* BEGIN Data *

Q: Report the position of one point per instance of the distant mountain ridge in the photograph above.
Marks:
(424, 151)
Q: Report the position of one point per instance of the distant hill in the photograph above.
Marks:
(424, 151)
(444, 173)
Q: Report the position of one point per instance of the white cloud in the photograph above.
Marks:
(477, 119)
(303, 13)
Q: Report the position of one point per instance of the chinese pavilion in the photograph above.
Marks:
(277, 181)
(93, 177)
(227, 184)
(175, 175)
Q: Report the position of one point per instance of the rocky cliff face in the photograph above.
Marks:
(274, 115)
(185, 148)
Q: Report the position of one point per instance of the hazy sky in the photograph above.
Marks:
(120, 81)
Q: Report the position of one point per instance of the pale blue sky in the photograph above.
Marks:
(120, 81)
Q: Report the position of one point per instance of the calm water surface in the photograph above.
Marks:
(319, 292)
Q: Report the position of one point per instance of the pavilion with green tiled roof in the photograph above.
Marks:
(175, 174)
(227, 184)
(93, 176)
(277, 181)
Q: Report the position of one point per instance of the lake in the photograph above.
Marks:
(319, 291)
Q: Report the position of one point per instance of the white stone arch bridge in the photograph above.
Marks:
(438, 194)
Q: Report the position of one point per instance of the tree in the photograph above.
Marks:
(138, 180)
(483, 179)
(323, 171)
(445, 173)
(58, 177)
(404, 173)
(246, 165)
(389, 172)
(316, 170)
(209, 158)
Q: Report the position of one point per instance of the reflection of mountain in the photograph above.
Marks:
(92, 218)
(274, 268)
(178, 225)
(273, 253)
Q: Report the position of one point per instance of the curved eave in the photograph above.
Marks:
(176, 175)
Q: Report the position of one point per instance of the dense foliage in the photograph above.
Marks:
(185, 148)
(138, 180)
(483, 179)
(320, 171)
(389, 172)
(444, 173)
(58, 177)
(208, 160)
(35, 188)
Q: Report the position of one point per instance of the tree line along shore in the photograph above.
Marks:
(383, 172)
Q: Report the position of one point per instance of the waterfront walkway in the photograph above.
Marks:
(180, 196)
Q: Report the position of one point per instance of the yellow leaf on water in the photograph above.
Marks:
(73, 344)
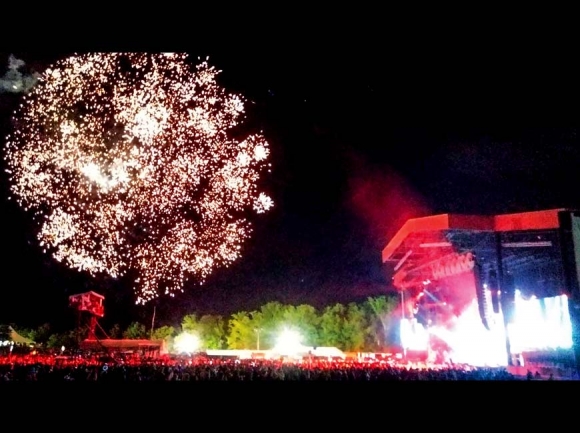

* END Data *

**What the task requires**
Give every line from the one holding "walkway in the photograph above." through the end of the entries, both included, as a numbered list with blank lines dropped and the pictures left out.

**Answer for this exercise**
1. Q: Report the position of one point per instance of the waterfront walkway in the photograph above.
2. Marks:
3. (180, 196)
4. Q: Report the position of one point per instance of the yellow leaf on water in the photograph above.
5. Marks:
6. (73, 344)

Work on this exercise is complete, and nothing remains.